◆ Selected extract
Research


Sequence controlled polymerization




 
One of the last frontiers in polymer science is the development of efficient protocols towards sequence controlled materials. By choosing specific sequences, macromolecules are generated that can form protein-like tertiary structures or that simply contain specific information by using the sequences as a chemical code. Sequence controlled materials can be obtained via multiblock copolymer synthesis, or via a sequence of single monomer insertions. Both types can be accessed via controlled radical polymerization techniques. The first relies on continuous reinitiation of polymerizations and thus requires CRP methods of very high efficiency and livingness. The latter yields monodisperse materials and thus requires sophisticated separation techniques in order to isolate the desired product from a polydisperse crude mixture.

Both materials are synthesized in the PRD group through contemporary CRP methods in combination with state-of-the-art purification methods. Often, microreactors are used for synthesis to increase the preciseness of the synthesis protocols.


Microreactor technology

 

Microreactor flow synthesis has in recent years matured into a significant technique to perform organic reactions in research laboratories worldwide. Microreactors allow for synthesis of materials in a broad window of conditions and feature distinct advantages such as ideal heat transfer, high reproducibility and inherently simple scale-up of reactions. In the PRD group, we focus on the synthesis of precision polymers in flow. Application of flow techniques towards polymer reactions opens an avenue for scaling up of complex reactions and concomitantly increases the efficiency of reactions. In this manner, classical click-transformations can be largely accelerated and CRP method can be driven to higher conversions while retaining a high livingness of the processes.

◆ Set of tasks
1. In the research overview, what advantages are microreactors said to feature?
2. Using the research overview, explain why the multiblock copolymer route to sequence controlled materials needs CRP methods of very high efficiency and livingness.
3. Print the part of the research overview between the words "Sequence controlled polymerization" and "polydisperse crude mixture.", inclusive.

◆ Provided data

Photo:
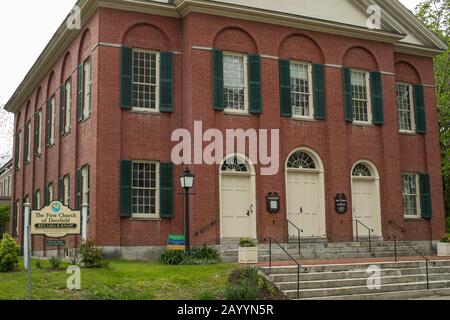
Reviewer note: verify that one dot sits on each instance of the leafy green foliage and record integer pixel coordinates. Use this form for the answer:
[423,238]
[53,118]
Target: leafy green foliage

◆ Solutions below
1. Ideal heat transfer, high reproducibility and inherently simple scale-up of reactions.

2. That route relies on continuously reinitiating polymerizations. It therefore needs controlled radical polymerization methods that are highly efficient and retain a very high livingness.

3.
Sequence controlled polymerization




 
One of the last frontiers in polymer science is the development of efficient protocols towards sequence controlled materials. By choosing specific sequences, macromolecules are generated that can form protein-like tertiary structures or that simply contain specific information by using the sequences as a chemical code. Sequence controlled materials can be obtained via multiblock copolymer synthesis, or via a sequence of single monomer insertions. Both types can be accessed via controlled radical polymerization techniques. The first relies on continuous reinitiation of polymerizations and thus requires CRP methods of very high efficiency and livingness. The latter yields monodisperse materials and thus requires sophisticated separation techniques in order to isolate the desired product from a polydisperse crude mixture.